--- SHORT PROBLEM ---
Copy the material below, requests included, from the line containing "Q: Mark a point on every instance of the snow-covered" through its last line, adding 13 to every x and y coordinate in the answer points. Leave the numbers inside the requests unchanged.

* START TASK INPUTS *

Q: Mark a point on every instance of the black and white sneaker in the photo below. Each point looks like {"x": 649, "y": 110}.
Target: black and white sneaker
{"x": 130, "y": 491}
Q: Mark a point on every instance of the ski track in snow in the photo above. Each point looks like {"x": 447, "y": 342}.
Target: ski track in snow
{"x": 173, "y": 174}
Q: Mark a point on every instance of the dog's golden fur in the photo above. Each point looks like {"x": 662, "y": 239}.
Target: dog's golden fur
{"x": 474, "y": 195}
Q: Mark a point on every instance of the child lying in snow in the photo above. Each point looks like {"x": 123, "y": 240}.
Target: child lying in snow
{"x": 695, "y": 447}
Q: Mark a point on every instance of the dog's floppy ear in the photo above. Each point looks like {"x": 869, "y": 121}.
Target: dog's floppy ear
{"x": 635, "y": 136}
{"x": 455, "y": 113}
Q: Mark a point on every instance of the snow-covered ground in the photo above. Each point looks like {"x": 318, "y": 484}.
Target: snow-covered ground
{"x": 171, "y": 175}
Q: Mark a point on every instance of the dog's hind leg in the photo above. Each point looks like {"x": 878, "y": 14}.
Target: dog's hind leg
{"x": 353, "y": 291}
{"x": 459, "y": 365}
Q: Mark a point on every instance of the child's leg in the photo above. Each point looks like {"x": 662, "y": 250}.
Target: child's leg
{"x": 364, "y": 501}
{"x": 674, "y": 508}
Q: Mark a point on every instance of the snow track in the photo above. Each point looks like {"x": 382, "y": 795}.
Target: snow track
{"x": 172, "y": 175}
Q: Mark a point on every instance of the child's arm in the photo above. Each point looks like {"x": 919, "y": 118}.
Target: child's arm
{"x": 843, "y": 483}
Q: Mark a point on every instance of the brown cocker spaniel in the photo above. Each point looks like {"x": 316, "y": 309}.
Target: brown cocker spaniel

* END TASK INPUTS *

--- THE ANSWER ---
Q: Mark a point on every instance of the snow-covered ground in the photo above. Each point looks like {"x": 318, "y": 484}.
Target: snow-covered ground
{"x": 184, "y": 188}
Q: Mark a point on every instance of the dog's hind leg in the photo above. Each point looks like {"x": 878, "y": 14}.
Target: dog's hind leg
{"x": 366, "y": 304}
{"x": 472, "y": 378}
Q: Mark a point on every instance of the child's leg in the photo above. Each point looks like {"x": 662, "y": 250}.
Target: child's leg
{"x": 377, "y": 514}
{"x": 687, "y": 521}
Q: Mark a point on every instance of the snow track in the photo above. Each point looks like {"x": 382, "y": 795}.
Target: snow track
{"x": 185, "y": 188}
Q: Mark a point on every instance of the child's arm in the photo above. Each point looks like {"x": 919, "y": 118}.
Target: child's arm
{"x": 856, "y": 496}
Q: Mark a point on every instance of the brown cocker spaniel in the photo above. Each point looks like {"x": 316, "y": 309}.
Target: brown cocker spaniel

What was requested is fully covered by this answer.